[Records from a data collection]

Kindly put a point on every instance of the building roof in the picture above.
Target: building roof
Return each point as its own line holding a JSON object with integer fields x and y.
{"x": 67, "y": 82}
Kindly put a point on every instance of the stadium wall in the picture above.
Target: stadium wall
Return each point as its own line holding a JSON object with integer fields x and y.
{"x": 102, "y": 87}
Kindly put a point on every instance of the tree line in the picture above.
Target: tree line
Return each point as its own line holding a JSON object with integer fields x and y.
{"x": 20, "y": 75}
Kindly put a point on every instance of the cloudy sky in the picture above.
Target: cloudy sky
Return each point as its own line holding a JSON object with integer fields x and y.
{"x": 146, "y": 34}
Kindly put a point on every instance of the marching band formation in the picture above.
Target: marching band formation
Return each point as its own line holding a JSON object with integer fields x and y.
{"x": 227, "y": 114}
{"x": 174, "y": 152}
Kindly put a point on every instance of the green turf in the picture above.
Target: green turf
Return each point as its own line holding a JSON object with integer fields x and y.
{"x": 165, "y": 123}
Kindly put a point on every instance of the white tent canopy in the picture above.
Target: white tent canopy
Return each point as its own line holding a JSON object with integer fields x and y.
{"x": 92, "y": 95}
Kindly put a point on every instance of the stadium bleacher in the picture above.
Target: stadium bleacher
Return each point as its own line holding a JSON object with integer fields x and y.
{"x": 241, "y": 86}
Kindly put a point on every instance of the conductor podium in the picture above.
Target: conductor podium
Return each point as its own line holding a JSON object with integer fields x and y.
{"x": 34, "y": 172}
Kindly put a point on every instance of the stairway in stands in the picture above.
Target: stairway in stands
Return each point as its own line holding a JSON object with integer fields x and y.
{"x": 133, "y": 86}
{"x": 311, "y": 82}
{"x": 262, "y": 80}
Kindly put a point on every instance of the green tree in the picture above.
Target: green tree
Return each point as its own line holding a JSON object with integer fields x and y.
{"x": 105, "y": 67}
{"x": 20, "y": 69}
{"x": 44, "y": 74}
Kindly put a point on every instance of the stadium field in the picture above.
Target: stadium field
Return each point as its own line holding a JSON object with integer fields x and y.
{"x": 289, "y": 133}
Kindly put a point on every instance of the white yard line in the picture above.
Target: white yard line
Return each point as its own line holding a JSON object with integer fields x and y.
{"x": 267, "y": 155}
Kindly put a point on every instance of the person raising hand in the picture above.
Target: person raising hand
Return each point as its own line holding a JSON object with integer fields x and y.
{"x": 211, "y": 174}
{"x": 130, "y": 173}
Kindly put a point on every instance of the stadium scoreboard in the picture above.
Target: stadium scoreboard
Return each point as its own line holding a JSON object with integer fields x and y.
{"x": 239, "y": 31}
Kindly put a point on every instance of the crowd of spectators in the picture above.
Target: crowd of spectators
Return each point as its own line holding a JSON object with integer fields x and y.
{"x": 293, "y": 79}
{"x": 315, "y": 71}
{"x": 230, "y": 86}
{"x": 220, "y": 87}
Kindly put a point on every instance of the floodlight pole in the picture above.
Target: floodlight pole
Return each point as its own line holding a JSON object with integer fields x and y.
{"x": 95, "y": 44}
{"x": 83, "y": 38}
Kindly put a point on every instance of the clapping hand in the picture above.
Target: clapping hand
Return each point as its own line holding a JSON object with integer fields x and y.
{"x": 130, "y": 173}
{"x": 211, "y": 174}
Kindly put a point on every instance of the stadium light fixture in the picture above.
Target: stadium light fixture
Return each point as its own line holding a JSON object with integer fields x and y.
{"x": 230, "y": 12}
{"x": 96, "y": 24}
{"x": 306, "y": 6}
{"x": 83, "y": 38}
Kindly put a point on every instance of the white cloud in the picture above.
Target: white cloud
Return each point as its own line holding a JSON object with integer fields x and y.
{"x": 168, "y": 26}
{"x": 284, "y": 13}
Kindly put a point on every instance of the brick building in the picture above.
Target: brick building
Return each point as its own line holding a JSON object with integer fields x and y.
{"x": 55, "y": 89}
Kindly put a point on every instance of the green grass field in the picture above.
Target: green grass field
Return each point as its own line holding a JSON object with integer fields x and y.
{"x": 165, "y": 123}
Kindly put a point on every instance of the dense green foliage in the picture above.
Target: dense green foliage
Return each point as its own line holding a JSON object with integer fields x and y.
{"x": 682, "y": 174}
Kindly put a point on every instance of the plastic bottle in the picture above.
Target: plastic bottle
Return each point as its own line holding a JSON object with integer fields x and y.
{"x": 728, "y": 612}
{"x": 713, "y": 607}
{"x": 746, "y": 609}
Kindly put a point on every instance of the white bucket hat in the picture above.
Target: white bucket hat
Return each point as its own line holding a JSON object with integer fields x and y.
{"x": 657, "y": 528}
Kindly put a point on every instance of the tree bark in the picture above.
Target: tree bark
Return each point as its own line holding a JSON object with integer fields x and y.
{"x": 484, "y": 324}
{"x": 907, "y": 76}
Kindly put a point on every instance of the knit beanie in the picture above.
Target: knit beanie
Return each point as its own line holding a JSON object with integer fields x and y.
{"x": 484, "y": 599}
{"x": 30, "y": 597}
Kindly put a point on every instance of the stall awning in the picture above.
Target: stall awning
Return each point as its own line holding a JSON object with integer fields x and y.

■ What the task asks: Can you give every line above again, exactly as written?

■ Response to the task:
Kindly put a point on every instance of the building roof in the picture above.
Target: building roof
Return each point as its own line holding a JSON object with integer fields x and y.
{"x": 67, "y": 82}
Kindly put a point on every instance of the stadium wall in the picture above.
Target: stadium wall
Return each point as its own line holding a JSON object with integer fields x and y.
{"x": 102, "y": 87}
Kindly put a point on every instance of the tree line in the picture above.
Target: tree line
Return each point as its own line holding a JSON object with integer fields x and y.
{"x": 20, "y": 75}
Kindly put a point on every instance of the cloudy sky in the picture above.
Target: cloudy sky
Return each point as its own line holding a JSON object with integer fields x and y.
{"x": 146, "y": 34}
Kindly put a point on every instance of the marching band formation in the picture above.
Target: marching band formation
Return each point as its own line holding a JSON object with integer fields x and y.
{"x": 227, "y": 114}
{"x": 174, "y": 152}
Kindly put a point on every instance of the green turf in the picture above.
Target: green turf
Return each point as its own line holding a JSON object with integer fields x and y.
{"x": 165, "y": 123}
Kindly put a point on every instance of the white tent canopy in the picture above.
Target: white tent canopy
Return each point as its own line holding a JSON object with integer fields x and y.
{"x": 92, "y": 95}
Kindly put a point on every instance of the stadium bleacher in the picture above.
Target: stadium bleacher
Return each point as its own line holding a JSON object with integer fields x and y.
{"x": 241, "y": 86}
Kindly put a point on every instance of the conductor podium in the picture above.
Target: conductor podium
Return each point as its own line holding a JSON object with integer fields x and y.
{"x": 34, "y": 172}
Kindly put a point on every instance of the stairway in stands in the picture above.
Target: stairway in stands
Return each point as its own line holding a JSON object with integer fields x and y.
{"x": 133, "y": 86}
{"x": 311, "y": 82}
{"x": 262, "y": 80}
Kindly put a point on every instance of the green tree in the picture above.
Target: green tree
Return each point as its own line holding a JSON object with integer fields x and y.
{"x": 105, "y": 67}
{"x": 20, "y": 69}
{"x": 44, "y": 74}
Kindly put a point on every instance of the stadium field in the picture above.
Target: stadium field
Return each point as its own line holding a JSON object with integer fields x and y.
{"x": 289, "y": 133}
Kindly put a point on every instance of the white yard line in the picture above.
Target: white yard line
Return each point as its own line holding a JSON object with integer fields x and y.
{"x": 267, "y": 155}
Kindly put a point on every instance of the person raising hand in the picture above.
Target: person raising hand
Return each point as its own line holding a JSON object with integer fields x and y.
{"x": 211, "y": 174}
{"x": 130, "y": 173}
Kindly put a point on every instance of the stadium scoreboard in the picture above.
Target: stadium scoreboard
Return each point as its own line holding a JSON object with integer fields x and y.
{"x": 239, "y": 31}
Kindly put a point on every instance of the crowd of spectators in the picture above.
Target: crowd of spectators
Return each point as its own line holding a JSON object with integer fields x and y.
{"x": 293, "y": 79}
{"x": 315, "y": 71}
{"x": 230, "y": 86}
{"x": 220, "y": 87}
Kindly put a point on every instance of the floodlight pole in the picture above.
Target: floodlight pole
Return each point as its own line holding a JSON object with integer fields x and y.
{"x": 95, "y": 44}
{"x": 83, "y": 38}
Kindly put a point on every instance of the clapping hand in the picture above.
Target: clapping hand
Return each point as its own line holding a JSON object with integer fields x and y.
{"x": 130, "y": 173}
{"x": 211, "y": 174}
Kindly put a point on every instance of the stadium light fixture in the picture above.
Target: stadium light fixture
Return each point as its own line holding a JSON object with integer fields x and y.
{"x": 230, "y": 12}
{"x": 96, "y": 24}
{"x": 306, "y": 6}
{"x": 83, "y": 38}
Kindly put a point on every instance of the white cloud in the picture above.
Target: white cloud
Return each point as its own line holding a JSON object with integer fields x and y.
{"x": 168, "y": 26}
{"x": 284, "y": 13}
Kindly put a point on every instance of the brick building in the picture above.
Target: brick building
Return each point as its own line holding a JSON object with integer fields x and y.
{"x": 55, "y": 89}
Kindly put a point on every instance of the green grass field in the picture above.
Target: green grass field
Return each point as its own line holding a JSON object with integer fields x and y.
{"x": 165, "y": 123}
Kindly put a point on every instance of the dense green foliage in the picture above.
Target: dense green foliage
Return each point as its own line holding a JSON object with integer fields x and y.
{"x": 682, "y": 174}
Kindly put a point on every instance of the plastic bottle in the picture above.
Target: plastic bottle
Return each point as its own line holding a JSON object with integer fields x and y.
{"x": 728, "y": 612}
{"x": 713, "y": 607}
{"x": 746, "y": 609}
Kindly put a point on every instance of the white bucket hat in the picture above.
Target: white bucket hat
Return each point as its own line holding a JSON object with integer fields x and y.
{"x": 657, "y": 528}
Kindly put a point on every instance of the tree bark in the picture above.
Target: tree bark
Return each point as its own line holding a JSON object with integer fields x and y.
{"x": 484, "y": 324}
{"x": 907, "y": 76}
Kindly put a point on every instance of the knit beanie in the picture above.
Target: knit beanie
Return each point as its own line holding a JSON object with integer fields x and y.
{"x": 484, "y": 599}
{"x": 30, "y": 597}
Kindly put a point on every instance of the stall awning in the picture above.
Target: stall awning
Return each point as its own line holding a JSON object with integer fields x and y.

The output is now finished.